# What you need to do:
Condense the paragraph beginning "I've added a long extension" in the forum thread on the pop-up kitchen counter receptacle below into a short bulleted list that keeps its main facts.

# Pop-up Kitchen Counter Receptacle



## paredown (Mar 20, 2009)

Well, this is an area where I need the help of the experts.

I've added a long extension to make a breakfast bar area--effectively a continuation of the kitchen counter. I have added a old work box at the end for a new GFI 20a double outlet (run #3 for the kitchen), but I need to add an outlet midpoint between the wall and the rest of the kitchen counter to meet the 4' rule (Thanks Will for the walk through!).

I physically could not add a new box above the counter when the wall was open because of solid framing behind--a combination of low window and doubled up 2x in the wall.

I found what seems to be the solution with this pop-up box from LEW--it is their PUP-CT-BK (black) or PUP-CT-SS for stainless. This is UL-approved to meet NEMA requirements.
http://www.lewelectric.com/cfm/comm_pufp.cfm (first two in list)

I also see mention on another thread for this box that some inspectors will not approve this as the first box in a GFI run.

Assume that I install the pop-up on the counter-top surface: 

1.Can I wire from the existing counter end box attached to the underside of the counter? 

Plan A would be to bring the BX out of the side or bottom of the new double box.
Run it behind end cabinet, physically attach to underside of counter top tight to the wall. 
Would I use BX or? Can I use NM instead, or would this be considered exposed? 
Just to confuse matters, for some reason, the install instructions I have read from APLUSSupply speak of using conduit: http://www.aplussupply.com/lew-floor-boxes/pufp.htm and see the link labeled "Instructions")

Then the new wall outlet becomes first in string--GFCI on first outlet and surface mounted box is last in chain, so I have avoided the problem of it being first in string.

Plan B would be to snake a new circuit up through the wall cavity, exiting a little to the left of where the box would sit. Then it is first in string...

If I adopt Plan B, would I need to use BX or could I use NM? 

(reason for asking is that I have the most god-awful footing/wall cavity situation to get wires up from the crawl, that pulling a new BX may cause me to lose it completely and burn the place down.:furious

Cheers,
Dean


----------



## Scuba_Dave (Jan 16, 2009)

Is this a peninsula ? Codes are different for a peninsula
They only require (1) receptacle to serve the peninsula
Do you have a pic of the area ?

Dataset records:
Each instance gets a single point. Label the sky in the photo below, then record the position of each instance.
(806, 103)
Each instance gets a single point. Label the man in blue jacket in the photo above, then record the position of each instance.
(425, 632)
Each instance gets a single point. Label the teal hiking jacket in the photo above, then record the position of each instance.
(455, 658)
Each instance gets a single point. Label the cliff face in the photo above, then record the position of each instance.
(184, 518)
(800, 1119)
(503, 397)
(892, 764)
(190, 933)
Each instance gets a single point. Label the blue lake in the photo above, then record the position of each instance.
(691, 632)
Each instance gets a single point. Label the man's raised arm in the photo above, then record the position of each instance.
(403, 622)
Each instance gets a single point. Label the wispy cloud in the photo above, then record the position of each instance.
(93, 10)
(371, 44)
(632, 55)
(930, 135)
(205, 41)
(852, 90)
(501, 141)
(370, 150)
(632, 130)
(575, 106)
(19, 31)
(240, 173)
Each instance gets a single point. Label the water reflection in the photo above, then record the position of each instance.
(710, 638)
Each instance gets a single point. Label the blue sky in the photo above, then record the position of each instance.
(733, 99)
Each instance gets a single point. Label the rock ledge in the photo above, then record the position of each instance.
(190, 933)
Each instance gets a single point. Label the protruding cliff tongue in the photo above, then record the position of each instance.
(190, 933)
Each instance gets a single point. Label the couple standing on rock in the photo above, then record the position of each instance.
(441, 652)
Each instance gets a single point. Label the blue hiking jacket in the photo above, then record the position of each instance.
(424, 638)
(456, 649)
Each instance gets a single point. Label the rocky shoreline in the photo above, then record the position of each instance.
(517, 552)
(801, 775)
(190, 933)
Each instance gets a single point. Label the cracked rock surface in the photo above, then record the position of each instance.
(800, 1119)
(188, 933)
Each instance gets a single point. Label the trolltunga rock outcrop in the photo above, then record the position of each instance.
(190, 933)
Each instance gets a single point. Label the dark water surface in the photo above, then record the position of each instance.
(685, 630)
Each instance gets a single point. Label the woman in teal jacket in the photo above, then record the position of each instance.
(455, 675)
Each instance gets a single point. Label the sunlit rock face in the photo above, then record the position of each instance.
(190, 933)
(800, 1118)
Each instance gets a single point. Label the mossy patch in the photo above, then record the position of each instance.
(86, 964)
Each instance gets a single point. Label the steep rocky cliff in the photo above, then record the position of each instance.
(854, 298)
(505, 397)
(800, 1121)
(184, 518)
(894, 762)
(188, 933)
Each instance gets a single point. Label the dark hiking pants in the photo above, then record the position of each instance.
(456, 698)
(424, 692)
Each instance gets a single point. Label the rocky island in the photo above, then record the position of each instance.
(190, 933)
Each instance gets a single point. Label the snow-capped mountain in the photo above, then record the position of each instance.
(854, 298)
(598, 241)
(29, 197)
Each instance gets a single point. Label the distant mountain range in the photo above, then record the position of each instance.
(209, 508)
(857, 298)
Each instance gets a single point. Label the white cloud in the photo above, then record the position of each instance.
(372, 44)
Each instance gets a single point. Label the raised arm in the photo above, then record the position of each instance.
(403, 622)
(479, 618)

# Expected answer:
- A long extension now serves as a breakfast bar, effectively continuing the kitchen counter.
- An old work box at its end holds a new 20a GFI double outlet, the kitchen's third run.
- To meet the 4' rule, another outlet is still needed midway between the wall and the rest of the counter.